-- Provided records --
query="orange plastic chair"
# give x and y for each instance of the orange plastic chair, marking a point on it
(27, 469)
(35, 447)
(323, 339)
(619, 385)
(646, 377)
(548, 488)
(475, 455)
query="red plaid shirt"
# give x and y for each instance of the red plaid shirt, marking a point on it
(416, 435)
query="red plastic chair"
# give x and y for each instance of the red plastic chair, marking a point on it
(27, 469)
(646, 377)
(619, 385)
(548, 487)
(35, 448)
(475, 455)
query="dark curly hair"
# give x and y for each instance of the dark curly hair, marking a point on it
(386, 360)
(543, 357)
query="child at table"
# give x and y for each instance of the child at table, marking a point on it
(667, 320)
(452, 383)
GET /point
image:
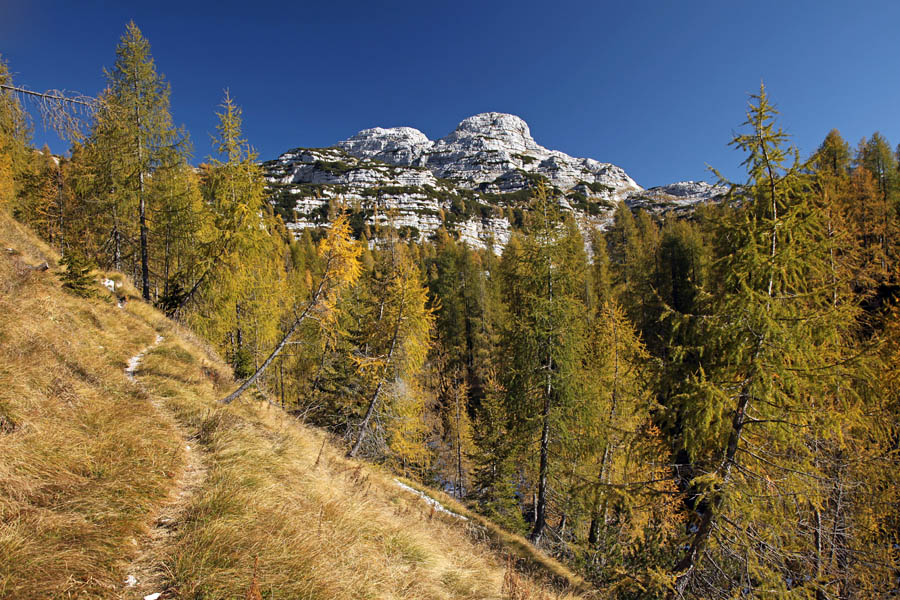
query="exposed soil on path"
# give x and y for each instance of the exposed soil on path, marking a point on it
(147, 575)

--

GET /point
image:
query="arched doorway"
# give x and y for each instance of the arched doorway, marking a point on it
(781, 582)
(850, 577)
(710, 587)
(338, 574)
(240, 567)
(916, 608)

-- Task prompt --
Where a line of the entries holds the string "query", include it in the count, and give only the final number.

-- Result of this task --
7